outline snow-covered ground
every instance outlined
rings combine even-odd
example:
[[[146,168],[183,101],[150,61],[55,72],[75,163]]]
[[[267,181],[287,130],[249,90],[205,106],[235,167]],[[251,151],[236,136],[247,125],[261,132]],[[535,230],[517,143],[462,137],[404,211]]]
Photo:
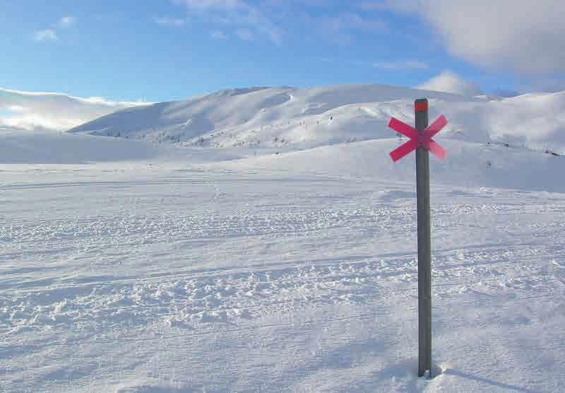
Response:
[[[392,164],[402,141],[379,128],[408,121],[412,98],[381,93],[393,101],[312,109],[347,124],[364,102],[382,110],[349,143],[345,126],[304,128],[308,145],[266,118],[258,147],[3,130],[0,391],[562,389],[565,158],[534,146],[563,141],[559,120],[506,146],[458,132],[463,104],[482,116],[532,97],[434,101],[456,125],[436,138],[448,160],[431,158],[439,375],[425,380],[414,158]]]

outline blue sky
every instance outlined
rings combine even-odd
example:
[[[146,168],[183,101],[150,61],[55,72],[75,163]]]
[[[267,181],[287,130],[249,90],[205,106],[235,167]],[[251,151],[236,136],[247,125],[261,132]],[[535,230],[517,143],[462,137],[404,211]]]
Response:
[[[415,86],[448,70],[487,93],[559,90],[565,58],[539,47],[560,49],[561,21],[547,20],[560,13],[501,1],[513,11],[492,18],[482,0],[0,0],[0,87],[162,101],[250,86]]]

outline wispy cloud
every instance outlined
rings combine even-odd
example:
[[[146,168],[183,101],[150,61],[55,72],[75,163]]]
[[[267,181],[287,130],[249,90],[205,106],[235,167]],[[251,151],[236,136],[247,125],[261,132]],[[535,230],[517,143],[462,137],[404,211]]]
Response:
[[[422,90],[444,91],[463,95],[478,95],[482,94],[479,86],[465,81],[451,71],[444,71],[425,83],[417,86]]]
[[[401,61],[377,61],[373,64],[374,68],[381,69],[427,69],[429,65],[417,60],[405,60]]]
[[[275,24],[261,6],[252,5],[245,0],[173,0],[186,7],[207,21],[233,29],[242,40],[252,37],[266,37],[270,41],[280,44],[282,30]],[[249,33],[242,33],[242,31]],[[239,32],[239,33],[238,33]]]
[[[474,64],[524,75],[562,74],[565,2],[495,3],[496,6],[492,0],[364,1],[365,7],[386,6],[418,16],[432,27],[451,54]]]
[[[42,41],[58,41],[59,36],[54,30],[51,29],[36,31],[33,35],[33,39],[37,42]]]
[[[69,28],[76,24],[77,18],[74,16],[64,16],[56,23],[53,23],[48,29],[36,31],[33,34],[33,39],[38,42],[59,41],[57,31],[61,29]]]
[[[213,31],[211,33],[210,33],[210,36],[214,40],[225,40],[227,38],[227,36],[225,35],[225,33],[219,30]]]
[[[73,25],[75,25],[76,22],[77,18],[74,16],[64,16],[61,18],[56,26],[60,28],[69,28]]]
[[[63,131],[145,102],[117,102],[100,98],[0,88],[0,126]]]
[[[162,26],[170,26],[173,28],[181,28],[186,23],[186,19],[179,18],[170,18],[168,16],[155,16],[153,21]]]

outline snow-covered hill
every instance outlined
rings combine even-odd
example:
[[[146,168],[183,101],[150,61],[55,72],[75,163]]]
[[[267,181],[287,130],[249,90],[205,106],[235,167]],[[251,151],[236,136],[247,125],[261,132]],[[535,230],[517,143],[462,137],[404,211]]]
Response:
[[[444,113],[449,119],[444,137],[565,152],[565,92],[502,99],[375,85],[234,89],[126,109],[70,131],[198,146],[302,149],[388,139],[390,117],[411,121],[413,100],[421,97],[430,99],[432,117]]]

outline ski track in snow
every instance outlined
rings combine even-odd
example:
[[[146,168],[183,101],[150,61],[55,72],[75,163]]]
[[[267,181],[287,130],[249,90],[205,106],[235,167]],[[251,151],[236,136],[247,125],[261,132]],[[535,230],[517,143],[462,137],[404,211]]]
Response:
[[[562,194],[434,187],[434,360],[443,373],[426,381],[413,373],[413,185],[148,170],[6,172],[14,181],[0,184],[2,389],[565,384]]]

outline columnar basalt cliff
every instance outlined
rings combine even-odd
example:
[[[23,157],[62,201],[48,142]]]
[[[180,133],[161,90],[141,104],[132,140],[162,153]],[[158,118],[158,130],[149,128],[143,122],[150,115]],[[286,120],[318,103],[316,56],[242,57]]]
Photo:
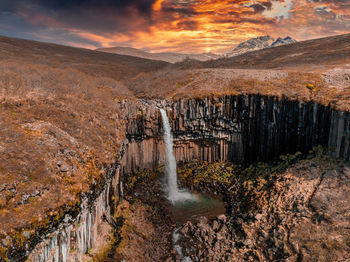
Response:
[[[138,168],[164,164],[159,107],[167,109],[178,161],[249,164],[307,153],[317,145],[328,146],[334,156],[350,157],[349,113],[315,102],[261,95],[125,101],[127,141],[119,161],[101,189],[82,198],[76,217],[67,214],[57,228],[39,236],[42,241],[29,255],[31,261],[82,261],[95,245],[103,213],[114,210],[112,197],[122,197],[127,181],[122,178]],[[14,254],[10,261],[17,258]]]
[[[338,113],[329,106],[273,96],[207,97],[168,102],[163,106],[168,109],[174,152],[180,162],[249,164],[278,160],[283,154],[307,153],[314,146],[327,146],[334,139],[332,130],[338,125]],[[143,142],[150,143],[144,145],[148,156],[137,159],[146,157],[159,162],[158,150],[162,148],[159,114],[142,112],[128,127],[127,136],[138,143],[152,140],[153,143]],[[343,131],[339,132],[337,136],[344,136]],[[339,148],[341,141],[333,143]]]

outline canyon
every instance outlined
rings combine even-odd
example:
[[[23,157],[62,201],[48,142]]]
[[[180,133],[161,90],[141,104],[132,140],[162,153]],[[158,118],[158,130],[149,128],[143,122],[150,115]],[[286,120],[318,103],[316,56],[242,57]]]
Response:
[[[120,160],[108,169],[101,187],[83,197],[76,216],[64,215],[57,228],[45,232],[46,237],[40,236],[46,240],[29,253],[30,260],[82,261],[84,254],[95,246],[99,228],[106,223],[102,219],[104,213],[113,213],[112,197],[123,198],[123,187],[128,187],[130,177],[138,170],[157,170],[165,164],[159,107],[167,109],[179,163],[248,165],[277,161],[280,155],[296,152],[307,155],[318,145],[349,161],[349,114],[312,101],[247,95],[173,102],[140,100],[136,109],[135,103],[124,102],[123,107],[127,115],[136,117],[127,125]],[[25,256],[13,248],[10,261]]]
[[[19,40],[0,40],[1,260],[349,259],[346,73],[338,88],[319,71],[188,70],[30,41],[18,58]],[[178,186],[224,208],[174,211],[165,115]]]

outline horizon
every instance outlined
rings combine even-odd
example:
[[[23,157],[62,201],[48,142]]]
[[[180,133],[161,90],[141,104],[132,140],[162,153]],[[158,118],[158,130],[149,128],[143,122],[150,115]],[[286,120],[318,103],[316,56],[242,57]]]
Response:
[[[350,2],[5,0],[0,19],[8,37],[93,50],[224,54],[263,35],[303,41],[350,33]]]

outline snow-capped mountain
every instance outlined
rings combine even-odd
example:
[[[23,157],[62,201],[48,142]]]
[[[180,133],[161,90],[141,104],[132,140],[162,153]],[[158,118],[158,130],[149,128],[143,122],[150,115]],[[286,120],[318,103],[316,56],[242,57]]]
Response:
[[[275,42],[271,44],[271,47],[280,46],[280,45],[289,45],[295,43],[297,40],[287,36],[286,38],[279,37]]]
[[[233,49],[232,52],[228,53],[227,56],[236,56],[255,50],[276,47],[280,45],[287,45],[295,42],[296,40],[291,38],[290,36],[287,36],[285,38],[279,37],[277,39],[274,39],[269,35],[260,36],[256,38],[251,38],[245,42],[240,43],[235,49]]]

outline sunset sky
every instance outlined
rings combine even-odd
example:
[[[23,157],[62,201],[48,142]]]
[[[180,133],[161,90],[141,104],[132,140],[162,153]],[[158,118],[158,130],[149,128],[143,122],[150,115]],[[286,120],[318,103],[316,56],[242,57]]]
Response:
[[[269,34],[350,33],[350,0],[0,0],[0,34],[85,47],[232,50]]]

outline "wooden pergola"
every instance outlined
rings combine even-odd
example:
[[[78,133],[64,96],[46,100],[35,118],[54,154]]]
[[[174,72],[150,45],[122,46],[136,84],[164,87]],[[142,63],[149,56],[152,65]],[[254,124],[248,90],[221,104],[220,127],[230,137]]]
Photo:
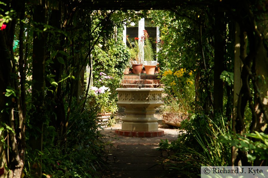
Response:
[[[86,0],[83,5],[94,10],[160,10],[174,9],[180,5],[208,5],[207,2],[189,0]]]

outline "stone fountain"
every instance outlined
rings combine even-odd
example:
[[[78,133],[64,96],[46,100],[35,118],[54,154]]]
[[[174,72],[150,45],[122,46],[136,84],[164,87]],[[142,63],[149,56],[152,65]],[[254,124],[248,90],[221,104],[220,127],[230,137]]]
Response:
[[[122,129],[116,131],[120,135],[152,137],[163,135],[158,130],[158,119],[154,116],[155,108],[163,104],[162,88],[118,88],[117,105],[125,108]]]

> Exercise
Pull out every line of the records that contains the string "covered" and copy each one in full.

> Answer below
outline snow-covered ground
outline snow-covered hill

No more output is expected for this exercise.